PROBLEM TO WORK ON: From the line that contains "Which pixel sits on the bus ventilation" to the final line of the entries, return every line exactly and leave out all others.

** Opening RECORDS TO PROCESS block **

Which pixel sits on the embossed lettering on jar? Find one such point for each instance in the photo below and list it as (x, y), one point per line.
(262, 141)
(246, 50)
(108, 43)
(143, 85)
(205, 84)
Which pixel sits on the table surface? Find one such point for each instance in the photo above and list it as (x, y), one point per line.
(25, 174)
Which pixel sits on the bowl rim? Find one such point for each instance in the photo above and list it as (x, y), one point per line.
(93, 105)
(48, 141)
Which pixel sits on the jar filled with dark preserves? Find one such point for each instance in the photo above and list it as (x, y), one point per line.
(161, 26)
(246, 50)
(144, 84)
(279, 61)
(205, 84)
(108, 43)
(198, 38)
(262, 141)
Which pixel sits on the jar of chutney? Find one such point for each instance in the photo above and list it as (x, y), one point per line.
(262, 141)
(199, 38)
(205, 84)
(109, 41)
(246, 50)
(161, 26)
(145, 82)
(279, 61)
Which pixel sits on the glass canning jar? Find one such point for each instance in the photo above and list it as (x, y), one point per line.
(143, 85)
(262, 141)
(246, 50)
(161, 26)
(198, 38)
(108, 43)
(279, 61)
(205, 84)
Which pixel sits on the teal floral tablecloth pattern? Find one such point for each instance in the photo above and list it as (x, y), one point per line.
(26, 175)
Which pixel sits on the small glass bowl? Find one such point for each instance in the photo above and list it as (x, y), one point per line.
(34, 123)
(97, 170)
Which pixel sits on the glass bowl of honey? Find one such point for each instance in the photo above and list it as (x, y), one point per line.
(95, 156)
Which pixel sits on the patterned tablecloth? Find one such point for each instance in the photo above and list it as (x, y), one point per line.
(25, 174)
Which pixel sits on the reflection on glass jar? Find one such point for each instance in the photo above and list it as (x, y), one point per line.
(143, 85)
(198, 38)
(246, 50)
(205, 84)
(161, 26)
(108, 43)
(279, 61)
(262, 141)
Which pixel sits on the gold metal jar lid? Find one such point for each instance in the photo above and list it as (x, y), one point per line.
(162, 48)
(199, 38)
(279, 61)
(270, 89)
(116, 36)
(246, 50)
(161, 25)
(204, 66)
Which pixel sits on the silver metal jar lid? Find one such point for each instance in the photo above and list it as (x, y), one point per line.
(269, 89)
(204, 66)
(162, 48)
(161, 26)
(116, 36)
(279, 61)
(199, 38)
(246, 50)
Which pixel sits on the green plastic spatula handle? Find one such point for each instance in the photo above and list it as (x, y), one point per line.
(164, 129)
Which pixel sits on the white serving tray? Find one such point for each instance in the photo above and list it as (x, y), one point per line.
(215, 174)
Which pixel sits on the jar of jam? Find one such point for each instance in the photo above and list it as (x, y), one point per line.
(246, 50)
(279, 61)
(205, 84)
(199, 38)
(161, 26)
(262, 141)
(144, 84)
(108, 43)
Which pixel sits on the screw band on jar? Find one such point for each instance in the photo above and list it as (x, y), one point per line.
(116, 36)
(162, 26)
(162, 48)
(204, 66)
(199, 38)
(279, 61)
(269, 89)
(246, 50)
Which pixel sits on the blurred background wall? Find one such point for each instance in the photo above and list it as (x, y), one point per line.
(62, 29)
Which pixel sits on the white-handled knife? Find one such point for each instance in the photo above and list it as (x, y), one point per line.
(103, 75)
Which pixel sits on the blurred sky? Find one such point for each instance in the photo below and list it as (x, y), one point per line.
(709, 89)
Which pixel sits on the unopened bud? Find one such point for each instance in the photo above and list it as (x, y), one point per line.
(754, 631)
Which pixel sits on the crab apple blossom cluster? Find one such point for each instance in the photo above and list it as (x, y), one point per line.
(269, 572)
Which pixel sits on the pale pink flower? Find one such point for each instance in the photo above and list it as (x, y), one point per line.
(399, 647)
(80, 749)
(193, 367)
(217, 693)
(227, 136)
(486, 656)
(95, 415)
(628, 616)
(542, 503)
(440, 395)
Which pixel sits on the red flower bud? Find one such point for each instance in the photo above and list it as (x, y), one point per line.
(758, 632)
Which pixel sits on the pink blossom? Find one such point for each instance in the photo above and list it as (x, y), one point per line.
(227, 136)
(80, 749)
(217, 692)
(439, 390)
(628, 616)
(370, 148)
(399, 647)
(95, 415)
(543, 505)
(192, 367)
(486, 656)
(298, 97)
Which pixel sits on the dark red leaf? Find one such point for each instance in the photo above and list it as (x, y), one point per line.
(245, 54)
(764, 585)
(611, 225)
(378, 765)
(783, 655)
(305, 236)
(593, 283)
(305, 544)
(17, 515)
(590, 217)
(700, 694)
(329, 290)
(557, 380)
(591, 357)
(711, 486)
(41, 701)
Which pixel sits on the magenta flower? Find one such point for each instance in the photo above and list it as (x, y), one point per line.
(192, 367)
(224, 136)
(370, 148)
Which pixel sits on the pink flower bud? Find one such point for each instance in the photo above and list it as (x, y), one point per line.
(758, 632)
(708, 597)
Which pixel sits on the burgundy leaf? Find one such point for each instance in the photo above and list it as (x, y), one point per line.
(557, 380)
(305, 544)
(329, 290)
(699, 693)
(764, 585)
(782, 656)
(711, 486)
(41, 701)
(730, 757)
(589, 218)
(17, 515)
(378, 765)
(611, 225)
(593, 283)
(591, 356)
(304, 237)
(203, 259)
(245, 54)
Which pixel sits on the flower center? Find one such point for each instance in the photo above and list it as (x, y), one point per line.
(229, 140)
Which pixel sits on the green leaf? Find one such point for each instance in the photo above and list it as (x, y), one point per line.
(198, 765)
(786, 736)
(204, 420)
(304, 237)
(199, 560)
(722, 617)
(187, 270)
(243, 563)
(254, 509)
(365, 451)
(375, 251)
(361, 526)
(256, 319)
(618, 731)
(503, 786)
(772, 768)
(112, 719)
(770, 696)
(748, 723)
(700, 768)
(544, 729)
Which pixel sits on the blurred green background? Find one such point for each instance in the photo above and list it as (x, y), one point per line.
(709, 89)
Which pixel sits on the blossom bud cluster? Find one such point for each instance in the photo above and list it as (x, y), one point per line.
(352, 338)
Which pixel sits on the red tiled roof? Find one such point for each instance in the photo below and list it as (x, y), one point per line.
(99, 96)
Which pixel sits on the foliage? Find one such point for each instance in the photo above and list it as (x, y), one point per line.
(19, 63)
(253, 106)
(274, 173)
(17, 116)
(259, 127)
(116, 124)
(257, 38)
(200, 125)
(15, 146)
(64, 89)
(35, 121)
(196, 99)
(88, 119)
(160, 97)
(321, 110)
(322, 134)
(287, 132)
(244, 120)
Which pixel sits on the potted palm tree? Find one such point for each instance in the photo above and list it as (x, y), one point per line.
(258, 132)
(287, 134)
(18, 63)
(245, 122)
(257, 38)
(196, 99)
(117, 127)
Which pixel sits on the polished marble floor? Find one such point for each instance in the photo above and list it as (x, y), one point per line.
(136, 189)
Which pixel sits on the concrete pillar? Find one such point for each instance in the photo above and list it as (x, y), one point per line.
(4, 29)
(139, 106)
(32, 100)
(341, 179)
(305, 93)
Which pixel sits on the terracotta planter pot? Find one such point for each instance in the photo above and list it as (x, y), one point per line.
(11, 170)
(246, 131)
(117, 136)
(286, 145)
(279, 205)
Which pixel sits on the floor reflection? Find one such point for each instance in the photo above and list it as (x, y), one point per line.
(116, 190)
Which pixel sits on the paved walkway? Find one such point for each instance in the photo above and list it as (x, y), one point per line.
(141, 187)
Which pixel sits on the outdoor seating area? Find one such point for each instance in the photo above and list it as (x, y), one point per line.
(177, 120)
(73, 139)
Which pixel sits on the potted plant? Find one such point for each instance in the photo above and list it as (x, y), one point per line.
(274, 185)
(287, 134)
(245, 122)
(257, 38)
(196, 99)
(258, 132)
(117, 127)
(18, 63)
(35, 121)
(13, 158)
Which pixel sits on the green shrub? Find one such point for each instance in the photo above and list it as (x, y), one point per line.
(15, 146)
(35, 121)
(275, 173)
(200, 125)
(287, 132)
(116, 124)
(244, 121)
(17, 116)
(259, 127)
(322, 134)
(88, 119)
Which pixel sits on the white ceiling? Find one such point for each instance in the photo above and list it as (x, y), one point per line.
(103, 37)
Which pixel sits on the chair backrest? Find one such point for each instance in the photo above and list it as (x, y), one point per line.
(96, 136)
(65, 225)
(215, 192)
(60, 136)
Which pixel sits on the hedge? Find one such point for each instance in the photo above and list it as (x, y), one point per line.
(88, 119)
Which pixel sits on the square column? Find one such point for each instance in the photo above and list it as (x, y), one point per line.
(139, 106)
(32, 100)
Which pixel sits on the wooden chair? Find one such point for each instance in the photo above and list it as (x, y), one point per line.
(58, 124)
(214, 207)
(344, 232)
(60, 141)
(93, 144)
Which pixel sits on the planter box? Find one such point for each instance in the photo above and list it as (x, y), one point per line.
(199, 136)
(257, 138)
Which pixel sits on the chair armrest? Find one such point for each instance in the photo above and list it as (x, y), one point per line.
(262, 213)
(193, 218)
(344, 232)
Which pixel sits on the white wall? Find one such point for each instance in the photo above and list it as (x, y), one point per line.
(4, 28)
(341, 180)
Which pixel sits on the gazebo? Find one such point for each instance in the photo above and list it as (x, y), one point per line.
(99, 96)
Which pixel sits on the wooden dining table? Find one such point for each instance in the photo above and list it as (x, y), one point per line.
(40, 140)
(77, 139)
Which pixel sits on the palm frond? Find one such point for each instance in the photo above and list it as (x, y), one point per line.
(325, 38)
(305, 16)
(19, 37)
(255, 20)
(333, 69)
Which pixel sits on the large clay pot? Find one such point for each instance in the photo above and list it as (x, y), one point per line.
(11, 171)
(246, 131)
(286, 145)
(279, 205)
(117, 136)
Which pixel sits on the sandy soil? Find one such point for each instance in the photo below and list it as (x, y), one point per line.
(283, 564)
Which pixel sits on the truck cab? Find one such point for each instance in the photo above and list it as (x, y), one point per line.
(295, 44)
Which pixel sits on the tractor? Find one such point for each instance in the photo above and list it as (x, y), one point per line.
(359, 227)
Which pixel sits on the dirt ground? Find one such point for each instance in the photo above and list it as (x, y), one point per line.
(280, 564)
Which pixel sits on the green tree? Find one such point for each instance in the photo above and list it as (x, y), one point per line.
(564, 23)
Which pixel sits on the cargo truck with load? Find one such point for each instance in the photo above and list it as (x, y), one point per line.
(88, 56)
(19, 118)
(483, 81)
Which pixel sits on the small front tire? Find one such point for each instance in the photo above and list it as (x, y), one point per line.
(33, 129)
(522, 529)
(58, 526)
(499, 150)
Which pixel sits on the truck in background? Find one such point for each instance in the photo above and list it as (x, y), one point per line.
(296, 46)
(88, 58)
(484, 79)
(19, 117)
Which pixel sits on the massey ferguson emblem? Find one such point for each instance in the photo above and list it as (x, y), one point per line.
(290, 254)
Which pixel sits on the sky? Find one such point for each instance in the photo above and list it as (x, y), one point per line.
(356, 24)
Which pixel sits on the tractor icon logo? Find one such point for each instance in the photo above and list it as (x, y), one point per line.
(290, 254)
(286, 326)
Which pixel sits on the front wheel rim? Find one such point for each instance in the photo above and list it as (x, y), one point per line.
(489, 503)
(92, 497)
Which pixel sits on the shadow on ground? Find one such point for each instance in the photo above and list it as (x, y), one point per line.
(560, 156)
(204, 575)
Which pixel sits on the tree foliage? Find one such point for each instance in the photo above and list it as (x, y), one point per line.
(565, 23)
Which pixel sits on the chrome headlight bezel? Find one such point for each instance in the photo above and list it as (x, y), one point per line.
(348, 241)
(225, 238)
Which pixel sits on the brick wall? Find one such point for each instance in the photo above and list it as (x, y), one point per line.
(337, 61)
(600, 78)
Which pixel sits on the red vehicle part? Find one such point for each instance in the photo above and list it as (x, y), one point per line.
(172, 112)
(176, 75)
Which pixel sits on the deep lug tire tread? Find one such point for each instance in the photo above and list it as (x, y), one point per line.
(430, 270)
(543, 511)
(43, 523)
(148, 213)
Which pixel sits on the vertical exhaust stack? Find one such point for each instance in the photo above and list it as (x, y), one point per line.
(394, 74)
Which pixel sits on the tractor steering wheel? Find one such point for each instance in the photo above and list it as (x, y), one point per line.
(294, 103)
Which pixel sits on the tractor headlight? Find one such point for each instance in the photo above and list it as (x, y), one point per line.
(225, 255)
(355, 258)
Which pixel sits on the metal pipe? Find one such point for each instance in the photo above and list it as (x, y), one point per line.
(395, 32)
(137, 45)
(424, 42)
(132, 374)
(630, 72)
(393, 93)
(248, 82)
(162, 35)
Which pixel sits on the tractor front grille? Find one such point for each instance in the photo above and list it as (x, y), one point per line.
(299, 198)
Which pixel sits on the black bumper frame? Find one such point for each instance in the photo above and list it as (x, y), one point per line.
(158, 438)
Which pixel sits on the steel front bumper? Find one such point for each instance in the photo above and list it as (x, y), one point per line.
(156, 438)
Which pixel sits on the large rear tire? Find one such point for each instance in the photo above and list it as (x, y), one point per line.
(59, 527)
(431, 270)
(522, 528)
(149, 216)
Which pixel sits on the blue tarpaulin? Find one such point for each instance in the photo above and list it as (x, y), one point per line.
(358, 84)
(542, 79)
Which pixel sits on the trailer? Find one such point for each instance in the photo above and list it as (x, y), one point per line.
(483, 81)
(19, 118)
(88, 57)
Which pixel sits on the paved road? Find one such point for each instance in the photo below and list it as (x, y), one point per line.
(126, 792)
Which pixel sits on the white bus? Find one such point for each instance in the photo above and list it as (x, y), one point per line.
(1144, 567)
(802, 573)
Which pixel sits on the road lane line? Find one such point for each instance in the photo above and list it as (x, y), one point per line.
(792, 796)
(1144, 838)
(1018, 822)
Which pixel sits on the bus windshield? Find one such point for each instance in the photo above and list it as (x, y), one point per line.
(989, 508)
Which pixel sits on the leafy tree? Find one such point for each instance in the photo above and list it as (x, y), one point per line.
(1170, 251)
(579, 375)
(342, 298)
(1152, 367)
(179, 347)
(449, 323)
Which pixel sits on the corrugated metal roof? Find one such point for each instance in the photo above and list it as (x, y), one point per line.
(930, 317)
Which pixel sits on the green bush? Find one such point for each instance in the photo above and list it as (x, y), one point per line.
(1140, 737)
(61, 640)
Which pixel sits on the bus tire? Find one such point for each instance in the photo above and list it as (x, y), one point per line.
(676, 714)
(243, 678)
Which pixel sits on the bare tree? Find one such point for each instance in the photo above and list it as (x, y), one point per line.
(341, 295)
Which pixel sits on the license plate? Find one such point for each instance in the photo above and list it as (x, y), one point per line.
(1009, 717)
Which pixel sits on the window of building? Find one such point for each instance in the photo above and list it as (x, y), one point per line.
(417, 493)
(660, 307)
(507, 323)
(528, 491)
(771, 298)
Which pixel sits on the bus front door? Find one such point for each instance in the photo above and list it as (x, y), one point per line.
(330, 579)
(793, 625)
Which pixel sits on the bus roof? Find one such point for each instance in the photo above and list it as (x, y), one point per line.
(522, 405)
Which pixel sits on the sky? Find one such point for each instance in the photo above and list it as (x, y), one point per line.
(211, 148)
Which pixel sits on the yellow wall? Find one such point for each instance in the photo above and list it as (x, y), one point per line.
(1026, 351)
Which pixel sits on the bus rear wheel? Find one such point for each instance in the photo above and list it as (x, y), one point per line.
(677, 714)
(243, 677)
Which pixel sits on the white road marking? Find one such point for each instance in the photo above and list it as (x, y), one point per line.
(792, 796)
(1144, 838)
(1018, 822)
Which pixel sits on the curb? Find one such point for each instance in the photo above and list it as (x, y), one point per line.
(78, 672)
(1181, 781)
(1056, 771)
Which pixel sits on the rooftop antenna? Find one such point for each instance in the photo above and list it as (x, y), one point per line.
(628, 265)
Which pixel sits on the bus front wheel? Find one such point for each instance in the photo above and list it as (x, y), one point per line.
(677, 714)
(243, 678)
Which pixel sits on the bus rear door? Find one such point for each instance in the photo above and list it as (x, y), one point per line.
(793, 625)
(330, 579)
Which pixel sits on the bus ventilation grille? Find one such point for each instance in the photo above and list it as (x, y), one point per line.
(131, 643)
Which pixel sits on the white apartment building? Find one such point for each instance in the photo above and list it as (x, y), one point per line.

** Closing RECORDS TO PROCESS block **

ANSWER FOR THIS EXERCISE:
Which pixel sits on the bus ventilation grille? Find one such point for each instance in the photo above and list it as (x, y), one point per line.
(131, 643)
Which pixel sits on the white apartment building? Find one such point for each instance in the photo above and list it as (x, y), one point per line.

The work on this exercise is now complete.